SOURCE TEXT »

A Knight’s Tale (64: Changes In Residential Care)

By 1974, after I began working in Westminster Social Services and had met

Jessica that Michael came to live with me and the three of us took up residence, for three months, in an unoccupied children’s home in Droop Street, NW10 which was opposite the Area Office.  These photographs were produced in the June that we moved in.

This children’s home, now that they were coming out of fashion, had closed and a new use was being sought. Eventually it was to become a residential facility for people with mental health problems, and when, in 1986, I left Local Authority employment to take up freelance work I became a consultant to the manager. One of the then elderly residents had spent her life in a hospital as, being an unwed mother, a moral defective. These hospital wards were being closed down and their residents were to be supported in the community. Four other residents then occupied a flat in Harrow Road. They were mentored by a senior staff member who I supervised.

Rather unfortunately, this building was named St Jude’s, after the saint known to Catholics as the patron saint of lost causes.

Matthew and Becky still enjoy telling how, when they came for the weekends, they experienced the thrill of choosing any one of the numerous available bedrooms.  The children also had access to the kitchen, with varying results.  

Michael, Matthew & Becky 7.74 1
Michael, Matthew & Becky 7.74 2

These two pictures, from that July, demonstrate first the intense industry and excitement generated by cake-making; then the awful moment of truth when Michael’s disappointment, Becky’s visible disgust, and that, as granddaughter Flo later said “Matthew’s world has ended” is displayed.   Four ounces of salt had been used instead of that quantity of sugar.

RECORDS SUPPLIED »
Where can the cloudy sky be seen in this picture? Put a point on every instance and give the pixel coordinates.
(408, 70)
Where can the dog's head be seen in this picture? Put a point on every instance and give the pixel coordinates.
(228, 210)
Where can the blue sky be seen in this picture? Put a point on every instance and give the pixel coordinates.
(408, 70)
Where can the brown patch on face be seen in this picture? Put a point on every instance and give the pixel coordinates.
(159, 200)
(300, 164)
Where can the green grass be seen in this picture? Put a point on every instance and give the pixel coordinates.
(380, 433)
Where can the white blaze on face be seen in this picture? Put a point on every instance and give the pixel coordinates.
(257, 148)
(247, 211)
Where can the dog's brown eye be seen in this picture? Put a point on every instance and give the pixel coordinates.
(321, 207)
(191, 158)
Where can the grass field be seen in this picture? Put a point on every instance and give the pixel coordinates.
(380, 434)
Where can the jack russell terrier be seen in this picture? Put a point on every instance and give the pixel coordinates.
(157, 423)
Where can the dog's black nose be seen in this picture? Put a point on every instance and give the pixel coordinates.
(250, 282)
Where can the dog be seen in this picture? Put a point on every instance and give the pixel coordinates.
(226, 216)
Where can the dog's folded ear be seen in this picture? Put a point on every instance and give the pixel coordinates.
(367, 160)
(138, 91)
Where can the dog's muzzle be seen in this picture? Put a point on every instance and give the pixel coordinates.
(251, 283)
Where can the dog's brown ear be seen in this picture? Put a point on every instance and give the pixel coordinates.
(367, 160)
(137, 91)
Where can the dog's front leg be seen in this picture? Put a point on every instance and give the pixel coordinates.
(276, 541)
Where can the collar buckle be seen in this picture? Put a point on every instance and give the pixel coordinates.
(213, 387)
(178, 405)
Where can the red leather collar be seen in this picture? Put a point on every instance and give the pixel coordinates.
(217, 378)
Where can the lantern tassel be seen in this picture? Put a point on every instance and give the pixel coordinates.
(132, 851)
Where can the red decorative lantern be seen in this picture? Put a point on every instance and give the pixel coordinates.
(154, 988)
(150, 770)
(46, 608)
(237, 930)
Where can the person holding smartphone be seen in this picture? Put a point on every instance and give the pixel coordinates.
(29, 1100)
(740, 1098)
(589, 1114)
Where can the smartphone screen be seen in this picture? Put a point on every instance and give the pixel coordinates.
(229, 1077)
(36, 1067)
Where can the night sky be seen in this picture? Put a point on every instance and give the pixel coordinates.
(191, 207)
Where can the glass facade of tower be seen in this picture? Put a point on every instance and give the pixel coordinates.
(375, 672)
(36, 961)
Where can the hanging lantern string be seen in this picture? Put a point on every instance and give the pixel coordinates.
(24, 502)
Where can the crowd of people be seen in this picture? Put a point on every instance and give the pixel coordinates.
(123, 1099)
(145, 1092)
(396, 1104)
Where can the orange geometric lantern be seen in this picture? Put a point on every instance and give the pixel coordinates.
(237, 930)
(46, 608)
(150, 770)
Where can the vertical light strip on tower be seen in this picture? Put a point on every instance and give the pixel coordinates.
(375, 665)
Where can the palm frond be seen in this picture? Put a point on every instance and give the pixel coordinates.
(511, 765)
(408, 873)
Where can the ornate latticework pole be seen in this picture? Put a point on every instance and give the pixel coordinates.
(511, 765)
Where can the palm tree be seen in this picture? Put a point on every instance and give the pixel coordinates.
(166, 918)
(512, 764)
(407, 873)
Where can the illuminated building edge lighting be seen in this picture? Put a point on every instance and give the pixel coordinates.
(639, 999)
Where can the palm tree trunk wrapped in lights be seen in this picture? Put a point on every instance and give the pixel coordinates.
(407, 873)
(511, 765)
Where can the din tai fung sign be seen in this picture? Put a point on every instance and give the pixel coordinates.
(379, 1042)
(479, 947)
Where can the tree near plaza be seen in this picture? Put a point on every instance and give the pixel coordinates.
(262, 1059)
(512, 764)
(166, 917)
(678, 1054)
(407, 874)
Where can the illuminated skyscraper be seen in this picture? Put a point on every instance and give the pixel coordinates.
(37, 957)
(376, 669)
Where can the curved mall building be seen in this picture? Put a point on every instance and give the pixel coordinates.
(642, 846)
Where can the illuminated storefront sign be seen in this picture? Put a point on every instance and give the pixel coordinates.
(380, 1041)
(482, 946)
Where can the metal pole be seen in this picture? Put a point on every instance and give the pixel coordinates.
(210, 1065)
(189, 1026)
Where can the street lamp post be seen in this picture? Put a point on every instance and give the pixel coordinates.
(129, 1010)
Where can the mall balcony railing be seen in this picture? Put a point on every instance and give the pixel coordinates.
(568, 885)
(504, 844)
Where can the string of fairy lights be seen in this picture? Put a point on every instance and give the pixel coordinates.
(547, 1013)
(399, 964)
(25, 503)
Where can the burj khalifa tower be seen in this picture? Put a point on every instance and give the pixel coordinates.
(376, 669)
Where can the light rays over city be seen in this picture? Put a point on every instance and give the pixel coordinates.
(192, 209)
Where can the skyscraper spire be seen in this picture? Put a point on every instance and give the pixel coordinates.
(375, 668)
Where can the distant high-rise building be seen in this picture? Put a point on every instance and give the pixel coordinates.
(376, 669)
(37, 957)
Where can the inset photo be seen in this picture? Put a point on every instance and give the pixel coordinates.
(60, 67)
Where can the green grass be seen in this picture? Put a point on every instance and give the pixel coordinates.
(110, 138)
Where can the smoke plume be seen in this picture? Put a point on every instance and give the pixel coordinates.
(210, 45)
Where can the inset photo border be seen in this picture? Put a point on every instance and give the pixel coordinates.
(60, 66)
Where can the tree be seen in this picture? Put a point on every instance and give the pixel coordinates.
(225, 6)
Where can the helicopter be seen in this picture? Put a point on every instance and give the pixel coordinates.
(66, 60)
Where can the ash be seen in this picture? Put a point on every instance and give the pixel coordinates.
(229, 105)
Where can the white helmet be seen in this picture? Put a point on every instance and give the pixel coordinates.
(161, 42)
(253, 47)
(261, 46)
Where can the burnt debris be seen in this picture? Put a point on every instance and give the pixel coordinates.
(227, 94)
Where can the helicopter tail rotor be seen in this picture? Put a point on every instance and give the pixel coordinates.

TASKS AND EXERCISES »
[1] In the Droop Street piece, rewrite the passage starting with "Rather unfortunately, this" and going on through "with varying results.", putting "rooms" in place of "bedrooms".
[2] Write the next part of the Droop Street piece, picking up after its final sentence.

ANSWERS FOR EACH ITEM »
[1]
Rather unfortunately, this building was named St Jude’s, after the saint known to Catholics as the patron saint of lost causes.

Matthew and Becky still enjoy telling how, when they came for the weekends, they experienced the thrill of choosing any one of the numerous available rooms.  The children also had access to the kitchen, with varying results.

[2]
57 comments

  1. It must have been fun for the kids to choose bedrooms and cook–even when not very successful.
    That poor woman to be considered defective and locked up because she had a baby–and I imagine the father of the child went on with his life.

  2. I don’t understand why the kids weren’t sampling the sugar before it went into the bowl. All my kids could never resist the taste of sugar on their tongue but then, thy had never had that many rooms to choose from either. LOL

  3. Oh, gosh! HA! 😀 Ew! But what fun memories! 🙂
    (((HUGS)))
    PS…The elderly woman you mentioned…so sad. 🙁 When I was in university we visited an old State Mental Hospital that had existed since the 1880’s. While visiting and observing there, we met elderly people who had Down’s Syndrome and had lived there since they were small children. Their parents had put them in there. 🙁

  4. Reading about the elderly woman resident was very sad. I suppose she never got to have contact with her child ever again.

    The photos are beautiful, Derrick. Salt instead of sugar! I can imagine how that tasted. 🙂

  5. I can only imagine the fun of having the run of such a house. Great memories, indeed. The cake story is hilarious. What a devastating blow! I’m afraid I gave my daughter, Lauren, a similar experience. I was baking with a bar of unsweetened chocolate and Lauren wanted a taste. I told her it didn’t taste good. Many times. She still wanted a taste, so I let her take a taste. I have no pictures, but her face was similar to Matthew’s.

  6. It’s hard to keep in mind that even as late as the seventies there were still lives ruined such as that of the unwed mother. We hear of the Magdalen Laundries but it was happening throughout the UK too. Terrible.

    And oh , what a nasty surprise for the children! I’m sure that most of their cooking was very successful though.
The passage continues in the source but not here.